What you will do: Would you copy only the lines below, beginning with the one that contains "Target: rifle barrel" and running through the last entry line?

[Named object pointing entries]
______________________________
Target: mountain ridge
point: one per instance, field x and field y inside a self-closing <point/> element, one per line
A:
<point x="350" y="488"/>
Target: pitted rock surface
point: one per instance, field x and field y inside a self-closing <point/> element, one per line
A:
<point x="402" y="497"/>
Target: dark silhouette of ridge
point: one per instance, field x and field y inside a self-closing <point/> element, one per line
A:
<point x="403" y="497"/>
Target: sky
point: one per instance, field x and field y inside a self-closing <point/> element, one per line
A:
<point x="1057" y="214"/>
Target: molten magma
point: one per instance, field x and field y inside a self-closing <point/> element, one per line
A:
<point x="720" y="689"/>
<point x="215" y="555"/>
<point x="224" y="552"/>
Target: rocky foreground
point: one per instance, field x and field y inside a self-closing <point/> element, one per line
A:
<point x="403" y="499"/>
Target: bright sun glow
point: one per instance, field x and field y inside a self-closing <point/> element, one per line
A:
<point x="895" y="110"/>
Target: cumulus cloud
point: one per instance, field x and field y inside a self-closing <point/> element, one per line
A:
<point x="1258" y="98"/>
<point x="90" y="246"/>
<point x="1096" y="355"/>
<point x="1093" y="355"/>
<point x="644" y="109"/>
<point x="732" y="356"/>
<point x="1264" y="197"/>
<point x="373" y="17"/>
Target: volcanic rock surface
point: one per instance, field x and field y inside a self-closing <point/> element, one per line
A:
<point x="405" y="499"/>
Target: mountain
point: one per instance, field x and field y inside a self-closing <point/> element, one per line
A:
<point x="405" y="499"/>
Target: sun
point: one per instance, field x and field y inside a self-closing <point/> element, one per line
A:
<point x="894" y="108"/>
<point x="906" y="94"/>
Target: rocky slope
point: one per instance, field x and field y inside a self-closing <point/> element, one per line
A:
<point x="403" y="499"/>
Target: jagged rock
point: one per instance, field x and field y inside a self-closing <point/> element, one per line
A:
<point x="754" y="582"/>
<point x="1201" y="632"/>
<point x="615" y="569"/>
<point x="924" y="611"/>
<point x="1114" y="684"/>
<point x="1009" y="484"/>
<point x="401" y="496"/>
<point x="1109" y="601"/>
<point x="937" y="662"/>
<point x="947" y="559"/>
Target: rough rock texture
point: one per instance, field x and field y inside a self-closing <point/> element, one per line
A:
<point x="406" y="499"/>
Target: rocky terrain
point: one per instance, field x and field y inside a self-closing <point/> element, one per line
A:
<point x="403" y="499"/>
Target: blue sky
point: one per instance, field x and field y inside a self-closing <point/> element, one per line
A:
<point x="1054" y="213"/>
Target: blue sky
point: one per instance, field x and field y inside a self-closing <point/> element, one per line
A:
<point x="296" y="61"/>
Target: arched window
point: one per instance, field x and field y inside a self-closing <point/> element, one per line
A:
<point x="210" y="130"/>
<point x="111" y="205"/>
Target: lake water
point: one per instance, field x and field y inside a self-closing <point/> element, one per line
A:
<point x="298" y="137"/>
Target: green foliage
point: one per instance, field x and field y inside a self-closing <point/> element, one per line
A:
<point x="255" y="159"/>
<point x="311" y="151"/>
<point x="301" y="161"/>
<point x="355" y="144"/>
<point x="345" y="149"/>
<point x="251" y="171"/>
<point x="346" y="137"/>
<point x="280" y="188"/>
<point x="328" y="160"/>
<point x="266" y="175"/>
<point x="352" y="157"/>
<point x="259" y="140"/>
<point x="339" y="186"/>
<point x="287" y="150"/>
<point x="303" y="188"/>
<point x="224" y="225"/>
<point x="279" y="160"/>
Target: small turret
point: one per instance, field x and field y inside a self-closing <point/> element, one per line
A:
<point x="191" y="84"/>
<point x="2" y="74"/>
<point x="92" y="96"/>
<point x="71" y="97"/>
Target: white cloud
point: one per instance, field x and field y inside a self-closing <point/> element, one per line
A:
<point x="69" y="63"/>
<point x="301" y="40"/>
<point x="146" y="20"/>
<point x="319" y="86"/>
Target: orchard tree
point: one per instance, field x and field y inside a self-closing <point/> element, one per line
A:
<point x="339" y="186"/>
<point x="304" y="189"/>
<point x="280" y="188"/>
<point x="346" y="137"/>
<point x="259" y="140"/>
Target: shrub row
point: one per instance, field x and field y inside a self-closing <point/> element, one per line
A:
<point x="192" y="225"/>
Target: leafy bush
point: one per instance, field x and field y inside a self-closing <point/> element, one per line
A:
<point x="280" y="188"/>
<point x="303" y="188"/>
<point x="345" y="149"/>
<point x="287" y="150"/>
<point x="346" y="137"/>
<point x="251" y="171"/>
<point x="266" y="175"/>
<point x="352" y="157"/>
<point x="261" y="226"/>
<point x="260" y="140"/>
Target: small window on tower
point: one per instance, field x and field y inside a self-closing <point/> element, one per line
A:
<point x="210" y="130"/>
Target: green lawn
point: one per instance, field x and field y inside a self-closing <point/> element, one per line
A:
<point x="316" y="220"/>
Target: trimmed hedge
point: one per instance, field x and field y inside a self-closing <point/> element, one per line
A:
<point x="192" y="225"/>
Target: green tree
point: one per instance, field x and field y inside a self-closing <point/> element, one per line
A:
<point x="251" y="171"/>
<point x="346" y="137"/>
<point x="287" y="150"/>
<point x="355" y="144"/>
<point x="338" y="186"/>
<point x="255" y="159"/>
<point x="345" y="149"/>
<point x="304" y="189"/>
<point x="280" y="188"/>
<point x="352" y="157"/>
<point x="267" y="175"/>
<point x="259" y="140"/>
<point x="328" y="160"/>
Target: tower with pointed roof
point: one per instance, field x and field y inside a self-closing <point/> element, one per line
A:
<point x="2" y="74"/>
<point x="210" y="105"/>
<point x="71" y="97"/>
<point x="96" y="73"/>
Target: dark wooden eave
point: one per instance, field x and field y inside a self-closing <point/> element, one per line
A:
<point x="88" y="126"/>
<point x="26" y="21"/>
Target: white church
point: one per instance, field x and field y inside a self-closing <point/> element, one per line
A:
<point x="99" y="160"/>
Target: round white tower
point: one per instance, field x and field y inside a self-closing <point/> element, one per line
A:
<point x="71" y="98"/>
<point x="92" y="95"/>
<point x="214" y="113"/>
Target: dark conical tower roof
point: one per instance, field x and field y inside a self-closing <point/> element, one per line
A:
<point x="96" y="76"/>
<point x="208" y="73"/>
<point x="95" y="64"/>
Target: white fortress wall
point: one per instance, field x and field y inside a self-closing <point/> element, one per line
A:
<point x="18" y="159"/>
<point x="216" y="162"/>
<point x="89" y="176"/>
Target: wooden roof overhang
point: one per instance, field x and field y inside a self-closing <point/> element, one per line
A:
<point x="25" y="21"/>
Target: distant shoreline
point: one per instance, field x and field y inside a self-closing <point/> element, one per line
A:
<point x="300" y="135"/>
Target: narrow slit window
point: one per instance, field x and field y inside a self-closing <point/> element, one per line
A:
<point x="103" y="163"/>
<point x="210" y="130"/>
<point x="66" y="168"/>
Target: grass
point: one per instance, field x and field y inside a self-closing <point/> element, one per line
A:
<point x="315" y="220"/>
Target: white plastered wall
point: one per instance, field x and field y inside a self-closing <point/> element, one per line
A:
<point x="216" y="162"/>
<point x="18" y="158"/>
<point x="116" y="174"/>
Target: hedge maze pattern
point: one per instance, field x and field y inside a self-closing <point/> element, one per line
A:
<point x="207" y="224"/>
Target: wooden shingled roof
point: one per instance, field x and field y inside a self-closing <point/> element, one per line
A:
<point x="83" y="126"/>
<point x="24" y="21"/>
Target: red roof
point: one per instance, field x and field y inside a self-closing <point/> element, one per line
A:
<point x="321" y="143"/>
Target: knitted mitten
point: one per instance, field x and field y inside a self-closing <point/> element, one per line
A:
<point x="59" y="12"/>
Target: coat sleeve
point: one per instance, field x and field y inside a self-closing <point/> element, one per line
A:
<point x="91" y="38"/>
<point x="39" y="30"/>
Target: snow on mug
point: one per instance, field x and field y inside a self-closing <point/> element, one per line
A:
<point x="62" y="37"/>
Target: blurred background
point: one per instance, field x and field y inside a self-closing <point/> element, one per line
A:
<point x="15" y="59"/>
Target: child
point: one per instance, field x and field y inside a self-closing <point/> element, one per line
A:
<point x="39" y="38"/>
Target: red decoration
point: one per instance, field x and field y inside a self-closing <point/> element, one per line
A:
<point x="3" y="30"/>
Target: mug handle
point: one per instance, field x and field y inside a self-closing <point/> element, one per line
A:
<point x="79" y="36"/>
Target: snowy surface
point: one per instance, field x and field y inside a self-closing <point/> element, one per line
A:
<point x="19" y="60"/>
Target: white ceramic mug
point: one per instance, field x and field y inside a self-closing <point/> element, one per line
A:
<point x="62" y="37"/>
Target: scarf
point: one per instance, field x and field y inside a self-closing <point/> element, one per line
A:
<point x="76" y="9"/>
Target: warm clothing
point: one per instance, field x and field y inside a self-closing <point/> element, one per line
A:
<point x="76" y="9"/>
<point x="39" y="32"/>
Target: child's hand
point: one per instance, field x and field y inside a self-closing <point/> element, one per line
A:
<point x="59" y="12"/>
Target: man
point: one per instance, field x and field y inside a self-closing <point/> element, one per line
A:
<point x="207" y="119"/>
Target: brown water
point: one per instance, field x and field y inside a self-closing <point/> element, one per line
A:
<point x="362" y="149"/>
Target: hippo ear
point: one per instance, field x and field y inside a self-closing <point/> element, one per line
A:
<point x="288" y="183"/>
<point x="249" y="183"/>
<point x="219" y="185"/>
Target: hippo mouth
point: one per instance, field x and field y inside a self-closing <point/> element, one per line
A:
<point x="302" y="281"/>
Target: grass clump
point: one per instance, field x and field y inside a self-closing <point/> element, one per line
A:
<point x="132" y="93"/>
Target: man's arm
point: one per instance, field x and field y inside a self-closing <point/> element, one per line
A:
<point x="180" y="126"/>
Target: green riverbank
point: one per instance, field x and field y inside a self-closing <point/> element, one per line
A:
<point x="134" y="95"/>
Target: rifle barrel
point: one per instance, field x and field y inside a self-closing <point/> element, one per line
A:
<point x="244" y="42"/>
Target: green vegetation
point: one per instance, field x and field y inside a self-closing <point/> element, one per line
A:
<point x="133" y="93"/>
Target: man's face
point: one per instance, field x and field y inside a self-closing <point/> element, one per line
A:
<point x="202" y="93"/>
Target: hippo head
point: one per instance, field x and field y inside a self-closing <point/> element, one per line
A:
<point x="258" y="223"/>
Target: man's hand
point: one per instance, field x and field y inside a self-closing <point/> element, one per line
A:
______________________________
Reply:
Target: rifle barrel
point: one per instance, field x and field y inside a self-closing <point/> element, one per line
A:
<point x="244" y="42"/>
Target: green vegetation
point: one per instance, field x and field y inside a self-closing <point/> element, one per line
A:
<point x="133" y="93"/>
Target: man's face
point: one per instance, field x and field y inside a self-closing <point/> element, one per line
A:
<point x="202" y="93"/>
Target: hippo head
point: one per instance, field x and field y inside a self-closing <point/> element, one per line
A:
<point x="258" y="223"/>
Target: man's hand
point: one per instance, field x and field y inside a self-closing <point/> element, one per line
A:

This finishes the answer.